▶ Description of the task:
Answer these questions from the excerpt on midwives and home births.
1. What name was given to the girl Ms. Ilunga gave birth to?
2. How many births did midwives attend statewide in 2003?
3. What was used to ease the passage of Ms. Müller's baby boy?

A week later, Ms. Ilunga gave birth to a girl, Selah, at home, and Ms. Jean-Baptiste skillfully extracted the blood from the umbilical cord, so the stem cells could be frozen in case they are needed someday. She taped a vial of ammonia to the bathroom door, to be opened if Ms. Ilunga felt faint, and then tenderly kissed the new parents goodbye.
There is some evidence that the emotional support provided by midwives leads to a lesser need for medical intervention, according to a study comparing birthing centers and traditional physician care published in the American Journal of Public Health in June 2003.
The study of 3,000 low-risk, low-income women found that the outcomes were equally safe for mothers and babies regardless of who delivered the baby, but that birthing centers had a greater number of normal vaginal deliveries and administered less epidural anesthesia.
In New York City, the number of babies born at home, including accidental births, dropped to 443 in 2003 from 750 in 1996, according to the City Health Department. Statewide, the number of babies born at home dropped to 1,295 in 2003 from 1,776 in 1993, according to the state.
Counting all births attended by midwives, regardless of the setting, the number is rising statewide but shrinking in New York City, where midwives helped with 11,469 births in 2003, down from 15,198 in 1996. Statewide, midwives attended 25,838 births, or 10 percent of all births, in 2003, up from 19,994, or 7 percent of all births, in 1993.
Several midwives said the decline of midwife-assisted births in New York City might reflect the practice in some hospitals of having midwives manage the labor, but doctors come in at the last moment to deliver the baby, sign the birth certificate and submit the bill. Managed care has also put financial pressure on hospitals to have doctors, rather than midwives, attend births, said Laura Zeidenstein, director of the nurse-midwifery program at the Columbia University School of Nursing, which celebrated its 50th year last month.
Just before midnight on a Friday in May, Ms. Müller gave birth to an 8-pound 3-ounce boy, Sascha, with nothing stronger than olive oil to ease his passage. By the time the baby came, her son Misha had fallen asleep on the couch.
Ms. Bryson examined the placenta and tested the baby's reflexes. She made sure the new mother had a turkey sandwich and flattered the father by saying that his son looked just like him.
She left the apartment at 2:19 a.m. Saturday, more than five hours after arriving. Ms. Müller was already home, calling her mother in Germany to say, in German: "Hello, Mama. It's me Petra. The baby is here. Everything went well."

▶ Dataset:

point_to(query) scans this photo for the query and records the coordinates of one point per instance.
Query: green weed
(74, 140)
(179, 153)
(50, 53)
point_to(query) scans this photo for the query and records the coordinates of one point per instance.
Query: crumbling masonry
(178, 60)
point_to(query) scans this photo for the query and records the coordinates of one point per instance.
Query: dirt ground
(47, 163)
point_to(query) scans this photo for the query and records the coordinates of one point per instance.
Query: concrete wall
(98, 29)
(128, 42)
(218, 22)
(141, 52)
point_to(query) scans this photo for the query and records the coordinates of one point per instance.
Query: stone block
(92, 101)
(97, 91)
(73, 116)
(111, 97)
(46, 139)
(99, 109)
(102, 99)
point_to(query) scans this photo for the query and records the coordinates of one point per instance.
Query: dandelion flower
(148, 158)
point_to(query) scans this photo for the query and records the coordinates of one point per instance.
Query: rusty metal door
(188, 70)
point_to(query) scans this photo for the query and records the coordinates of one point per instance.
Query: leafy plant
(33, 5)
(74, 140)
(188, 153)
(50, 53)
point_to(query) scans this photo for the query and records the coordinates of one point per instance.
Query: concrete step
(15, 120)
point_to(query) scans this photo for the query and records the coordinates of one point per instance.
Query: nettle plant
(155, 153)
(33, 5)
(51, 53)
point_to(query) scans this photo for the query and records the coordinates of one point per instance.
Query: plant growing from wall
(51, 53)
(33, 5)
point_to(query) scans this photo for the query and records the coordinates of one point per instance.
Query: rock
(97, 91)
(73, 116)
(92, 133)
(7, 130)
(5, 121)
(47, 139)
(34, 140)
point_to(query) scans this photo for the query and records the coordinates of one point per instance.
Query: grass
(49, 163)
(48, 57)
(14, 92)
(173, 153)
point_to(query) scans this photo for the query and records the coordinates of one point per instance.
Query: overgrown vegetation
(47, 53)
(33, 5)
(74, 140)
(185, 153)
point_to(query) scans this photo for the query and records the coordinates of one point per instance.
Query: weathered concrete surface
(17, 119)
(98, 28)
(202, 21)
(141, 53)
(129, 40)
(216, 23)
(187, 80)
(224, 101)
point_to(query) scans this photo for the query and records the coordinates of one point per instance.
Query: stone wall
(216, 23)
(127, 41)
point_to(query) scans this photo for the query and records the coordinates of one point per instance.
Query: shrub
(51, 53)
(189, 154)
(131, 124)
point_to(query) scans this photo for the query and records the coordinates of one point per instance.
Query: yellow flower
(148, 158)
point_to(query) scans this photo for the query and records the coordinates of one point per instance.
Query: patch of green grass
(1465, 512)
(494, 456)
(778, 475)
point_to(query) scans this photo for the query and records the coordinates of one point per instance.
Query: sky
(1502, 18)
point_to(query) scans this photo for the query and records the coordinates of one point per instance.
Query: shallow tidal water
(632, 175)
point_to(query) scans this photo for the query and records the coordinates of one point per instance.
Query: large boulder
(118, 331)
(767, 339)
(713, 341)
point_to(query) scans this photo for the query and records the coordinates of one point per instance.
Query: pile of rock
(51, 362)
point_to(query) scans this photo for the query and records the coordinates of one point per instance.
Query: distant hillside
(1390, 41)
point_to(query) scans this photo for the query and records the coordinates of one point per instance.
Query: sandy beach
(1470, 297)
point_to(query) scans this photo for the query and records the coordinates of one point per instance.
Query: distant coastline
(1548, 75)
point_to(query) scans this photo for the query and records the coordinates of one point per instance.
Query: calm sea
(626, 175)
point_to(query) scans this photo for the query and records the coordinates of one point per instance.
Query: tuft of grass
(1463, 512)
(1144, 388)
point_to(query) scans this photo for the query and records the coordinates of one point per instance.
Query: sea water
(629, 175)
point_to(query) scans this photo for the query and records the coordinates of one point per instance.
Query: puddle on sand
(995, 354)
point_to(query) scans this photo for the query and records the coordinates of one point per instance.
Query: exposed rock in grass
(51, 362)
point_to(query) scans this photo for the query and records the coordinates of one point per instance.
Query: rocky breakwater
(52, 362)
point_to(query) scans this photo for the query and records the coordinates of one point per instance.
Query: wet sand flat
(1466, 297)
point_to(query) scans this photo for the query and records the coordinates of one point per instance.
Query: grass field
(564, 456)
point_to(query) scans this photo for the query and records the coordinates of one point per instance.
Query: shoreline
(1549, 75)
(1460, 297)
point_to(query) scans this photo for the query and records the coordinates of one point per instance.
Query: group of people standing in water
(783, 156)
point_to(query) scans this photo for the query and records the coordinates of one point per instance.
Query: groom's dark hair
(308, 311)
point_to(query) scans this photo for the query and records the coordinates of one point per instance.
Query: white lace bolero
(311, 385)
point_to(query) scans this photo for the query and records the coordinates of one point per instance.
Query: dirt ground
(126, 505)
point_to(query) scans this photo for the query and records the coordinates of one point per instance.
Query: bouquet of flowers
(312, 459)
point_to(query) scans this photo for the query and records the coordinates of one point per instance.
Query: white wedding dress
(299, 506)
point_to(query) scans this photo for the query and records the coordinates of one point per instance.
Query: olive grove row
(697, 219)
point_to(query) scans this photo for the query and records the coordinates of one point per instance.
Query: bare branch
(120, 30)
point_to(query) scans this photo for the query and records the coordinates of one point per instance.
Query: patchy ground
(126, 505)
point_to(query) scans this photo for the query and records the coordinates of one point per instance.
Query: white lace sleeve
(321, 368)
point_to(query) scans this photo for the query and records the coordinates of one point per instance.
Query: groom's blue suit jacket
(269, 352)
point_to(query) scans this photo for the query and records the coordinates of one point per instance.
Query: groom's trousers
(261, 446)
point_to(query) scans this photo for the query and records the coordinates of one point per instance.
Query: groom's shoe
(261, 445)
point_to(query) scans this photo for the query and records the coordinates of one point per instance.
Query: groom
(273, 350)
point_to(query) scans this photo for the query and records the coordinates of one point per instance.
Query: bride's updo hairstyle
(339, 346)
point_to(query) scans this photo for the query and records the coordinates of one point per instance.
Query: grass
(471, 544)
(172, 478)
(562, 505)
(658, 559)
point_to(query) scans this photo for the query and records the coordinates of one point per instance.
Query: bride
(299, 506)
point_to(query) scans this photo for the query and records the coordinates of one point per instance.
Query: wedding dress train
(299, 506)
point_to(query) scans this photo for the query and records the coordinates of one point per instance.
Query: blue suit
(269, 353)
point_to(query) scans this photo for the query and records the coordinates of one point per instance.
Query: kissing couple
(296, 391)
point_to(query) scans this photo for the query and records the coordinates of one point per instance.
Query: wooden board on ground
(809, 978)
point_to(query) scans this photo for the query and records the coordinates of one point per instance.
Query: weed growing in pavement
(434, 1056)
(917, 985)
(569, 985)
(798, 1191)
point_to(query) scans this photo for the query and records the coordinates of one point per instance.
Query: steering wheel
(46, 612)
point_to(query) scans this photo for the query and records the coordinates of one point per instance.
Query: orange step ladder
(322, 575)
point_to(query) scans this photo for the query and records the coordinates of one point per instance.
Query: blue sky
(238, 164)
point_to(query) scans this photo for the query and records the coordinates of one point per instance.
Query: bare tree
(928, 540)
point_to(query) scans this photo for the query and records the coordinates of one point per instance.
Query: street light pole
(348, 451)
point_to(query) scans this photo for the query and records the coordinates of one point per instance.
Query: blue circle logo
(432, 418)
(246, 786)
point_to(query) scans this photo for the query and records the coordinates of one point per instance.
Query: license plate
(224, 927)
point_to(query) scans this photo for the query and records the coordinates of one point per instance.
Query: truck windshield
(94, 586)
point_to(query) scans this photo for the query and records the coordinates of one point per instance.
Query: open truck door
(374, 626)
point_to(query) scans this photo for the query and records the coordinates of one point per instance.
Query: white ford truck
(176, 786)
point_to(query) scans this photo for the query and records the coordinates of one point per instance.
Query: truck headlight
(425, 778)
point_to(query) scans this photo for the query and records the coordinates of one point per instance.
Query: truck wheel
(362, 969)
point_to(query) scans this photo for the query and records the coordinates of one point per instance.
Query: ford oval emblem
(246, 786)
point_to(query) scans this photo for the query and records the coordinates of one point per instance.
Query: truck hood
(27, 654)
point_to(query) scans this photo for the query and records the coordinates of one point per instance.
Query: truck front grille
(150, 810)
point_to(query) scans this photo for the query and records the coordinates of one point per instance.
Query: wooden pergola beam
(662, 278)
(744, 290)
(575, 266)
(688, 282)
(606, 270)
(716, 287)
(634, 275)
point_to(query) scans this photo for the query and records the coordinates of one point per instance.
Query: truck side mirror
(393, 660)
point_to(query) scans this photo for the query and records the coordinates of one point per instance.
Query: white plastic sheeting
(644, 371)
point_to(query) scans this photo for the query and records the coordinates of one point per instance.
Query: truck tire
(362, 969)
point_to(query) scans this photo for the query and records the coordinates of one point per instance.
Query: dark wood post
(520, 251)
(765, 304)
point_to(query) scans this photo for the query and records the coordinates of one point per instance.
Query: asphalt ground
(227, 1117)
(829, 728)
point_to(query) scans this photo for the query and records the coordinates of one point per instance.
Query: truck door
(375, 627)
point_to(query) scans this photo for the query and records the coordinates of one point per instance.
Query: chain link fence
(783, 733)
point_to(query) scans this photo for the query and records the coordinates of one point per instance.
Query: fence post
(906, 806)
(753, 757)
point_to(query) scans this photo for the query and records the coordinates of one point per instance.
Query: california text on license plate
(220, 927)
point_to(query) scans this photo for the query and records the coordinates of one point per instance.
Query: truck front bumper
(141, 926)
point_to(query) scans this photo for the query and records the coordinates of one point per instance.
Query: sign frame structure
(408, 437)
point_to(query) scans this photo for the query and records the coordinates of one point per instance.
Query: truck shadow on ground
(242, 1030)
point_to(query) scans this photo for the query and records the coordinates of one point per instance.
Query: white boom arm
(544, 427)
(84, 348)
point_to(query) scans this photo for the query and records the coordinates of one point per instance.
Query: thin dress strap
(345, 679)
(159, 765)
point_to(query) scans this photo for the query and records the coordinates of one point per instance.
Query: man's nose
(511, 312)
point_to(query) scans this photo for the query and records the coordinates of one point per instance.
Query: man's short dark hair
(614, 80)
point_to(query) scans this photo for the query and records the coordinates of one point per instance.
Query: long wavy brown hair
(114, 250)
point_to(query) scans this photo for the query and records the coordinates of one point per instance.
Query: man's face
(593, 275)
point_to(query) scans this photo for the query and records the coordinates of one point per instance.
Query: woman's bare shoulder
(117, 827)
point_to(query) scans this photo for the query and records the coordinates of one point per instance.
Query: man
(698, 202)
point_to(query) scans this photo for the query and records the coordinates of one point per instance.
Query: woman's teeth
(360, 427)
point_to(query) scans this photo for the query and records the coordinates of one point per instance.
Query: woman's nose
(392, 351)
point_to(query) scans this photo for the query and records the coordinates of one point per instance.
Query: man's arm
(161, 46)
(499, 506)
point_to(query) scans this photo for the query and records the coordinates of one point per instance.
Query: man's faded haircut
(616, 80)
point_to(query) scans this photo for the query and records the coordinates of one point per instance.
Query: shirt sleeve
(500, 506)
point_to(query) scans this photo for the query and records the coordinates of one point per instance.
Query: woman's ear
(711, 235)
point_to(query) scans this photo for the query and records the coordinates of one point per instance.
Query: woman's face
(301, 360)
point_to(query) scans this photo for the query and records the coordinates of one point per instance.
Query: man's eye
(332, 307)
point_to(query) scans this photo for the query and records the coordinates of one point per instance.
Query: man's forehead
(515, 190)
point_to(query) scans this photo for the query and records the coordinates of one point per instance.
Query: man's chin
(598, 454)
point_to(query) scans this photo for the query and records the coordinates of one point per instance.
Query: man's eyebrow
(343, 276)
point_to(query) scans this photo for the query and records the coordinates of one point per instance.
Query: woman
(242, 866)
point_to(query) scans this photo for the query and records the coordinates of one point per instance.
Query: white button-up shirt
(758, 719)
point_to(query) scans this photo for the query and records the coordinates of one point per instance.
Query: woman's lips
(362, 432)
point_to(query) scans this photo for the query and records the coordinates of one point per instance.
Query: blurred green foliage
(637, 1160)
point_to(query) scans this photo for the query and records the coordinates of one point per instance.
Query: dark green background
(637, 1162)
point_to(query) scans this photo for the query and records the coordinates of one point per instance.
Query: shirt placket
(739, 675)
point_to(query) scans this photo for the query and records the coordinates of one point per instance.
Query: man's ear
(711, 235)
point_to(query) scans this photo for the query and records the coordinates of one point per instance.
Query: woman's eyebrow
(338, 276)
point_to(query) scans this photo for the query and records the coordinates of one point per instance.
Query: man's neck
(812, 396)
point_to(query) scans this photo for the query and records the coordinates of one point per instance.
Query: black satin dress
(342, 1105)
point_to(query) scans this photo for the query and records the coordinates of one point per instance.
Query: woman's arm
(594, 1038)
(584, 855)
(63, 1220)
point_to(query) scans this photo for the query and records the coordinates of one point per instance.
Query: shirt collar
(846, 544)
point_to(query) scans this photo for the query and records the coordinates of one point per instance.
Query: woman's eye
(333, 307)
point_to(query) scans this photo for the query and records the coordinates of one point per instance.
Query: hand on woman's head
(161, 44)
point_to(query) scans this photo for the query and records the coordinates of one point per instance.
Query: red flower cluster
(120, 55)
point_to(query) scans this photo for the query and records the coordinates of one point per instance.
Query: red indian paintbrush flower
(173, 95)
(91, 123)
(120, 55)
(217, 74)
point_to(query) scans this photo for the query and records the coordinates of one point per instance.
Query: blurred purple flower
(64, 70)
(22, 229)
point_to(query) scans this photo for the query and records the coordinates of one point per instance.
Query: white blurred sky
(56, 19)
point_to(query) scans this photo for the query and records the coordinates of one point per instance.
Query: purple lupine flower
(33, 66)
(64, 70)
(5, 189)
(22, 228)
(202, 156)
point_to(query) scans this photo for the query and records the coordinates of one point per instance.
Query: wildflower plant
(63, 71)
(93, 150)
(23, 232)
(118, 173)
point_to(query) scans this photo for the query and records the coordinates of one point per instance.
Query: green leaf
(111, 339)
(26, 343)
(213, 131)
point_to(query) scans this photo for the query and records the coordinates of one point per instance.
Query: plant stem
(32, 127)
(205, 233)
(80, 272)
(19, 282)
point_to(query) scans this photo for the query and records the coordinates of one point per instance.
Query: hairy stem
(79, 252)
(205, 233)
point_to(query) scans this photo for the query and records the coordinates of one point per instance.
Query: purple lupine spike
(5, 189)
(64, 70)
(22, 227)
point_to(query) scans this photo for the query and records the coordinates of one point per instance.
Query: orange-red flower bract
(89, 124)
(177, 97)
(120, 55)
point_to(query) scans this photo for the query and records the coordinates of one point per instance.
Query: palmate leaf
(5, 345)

▶ Exercise response:
1. Selah
2. 25,838, or 10 percent of all births
3. Olive oil